> _PROMPT_: Begin at the line that contains "Task: Where can the treeline" and stop after the last line of the rows. Rewrite those lines as a numbered list, and leave out any blank lines.

> _MATERIAL PROVIDED_:
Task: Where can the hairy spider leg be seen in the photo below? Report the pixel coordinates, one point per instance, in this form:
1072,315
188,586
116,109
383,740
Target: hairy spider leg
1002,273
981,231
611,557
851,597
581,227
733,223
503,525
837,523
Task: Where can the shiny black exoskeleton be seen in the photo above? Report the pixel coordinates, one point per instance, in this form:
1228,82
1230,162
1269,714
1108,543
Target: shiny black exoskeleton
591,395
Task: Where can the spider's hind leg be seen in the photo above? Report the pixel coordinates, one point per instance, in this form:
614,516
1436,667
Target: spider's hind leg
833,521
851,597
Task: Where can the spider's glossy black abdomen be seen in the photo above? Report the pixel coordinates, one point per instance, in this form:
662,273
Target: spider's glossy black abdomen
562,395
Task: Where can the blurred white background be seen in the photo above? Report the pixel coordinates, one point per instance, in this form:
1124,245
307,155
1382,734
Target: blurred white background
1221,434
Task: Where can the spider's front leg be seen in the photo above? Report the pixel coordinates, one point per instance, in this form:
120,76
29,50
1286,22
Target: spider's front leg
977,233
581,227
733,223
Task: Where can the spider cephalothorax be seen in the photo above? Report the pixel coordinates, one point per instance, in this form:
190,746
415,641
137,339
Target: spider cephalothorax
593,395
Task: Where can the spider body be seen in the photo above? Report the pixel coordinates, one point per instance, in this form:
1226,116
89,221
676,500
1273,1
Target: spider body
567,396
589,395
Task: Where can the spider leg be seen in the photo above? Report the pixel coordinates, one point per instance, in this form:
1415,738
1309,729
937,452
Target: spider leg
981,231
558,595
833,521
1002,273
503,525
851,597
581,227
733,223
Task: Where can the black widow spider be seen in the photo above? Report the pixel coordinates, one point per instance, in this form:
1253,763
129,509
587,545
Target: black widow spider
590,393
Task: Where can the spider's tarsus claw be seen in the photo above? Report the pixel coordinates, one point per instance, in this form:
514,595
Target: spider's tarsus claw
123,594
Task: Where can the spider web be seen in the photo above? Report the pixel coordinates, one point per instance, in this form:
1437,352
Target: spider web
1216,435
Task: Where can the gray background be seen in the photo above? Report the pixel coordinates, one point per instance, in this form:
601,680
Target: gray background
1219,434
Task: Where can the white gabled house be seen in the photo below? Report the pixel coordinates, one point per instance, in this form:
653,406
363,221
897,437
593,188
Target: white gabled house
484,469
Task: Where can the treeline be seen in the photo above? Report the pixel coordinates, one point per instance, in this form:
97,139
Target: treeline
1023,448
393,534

> _SOLUTION FOR THIS EXERCISE_:
1. Task: Where can the treeline be seen in the photo above? Report the pixel coordinates, one point per instance, in this form:
2. 97,139
3. Target: treeline
4. 1023,448
5. 393,534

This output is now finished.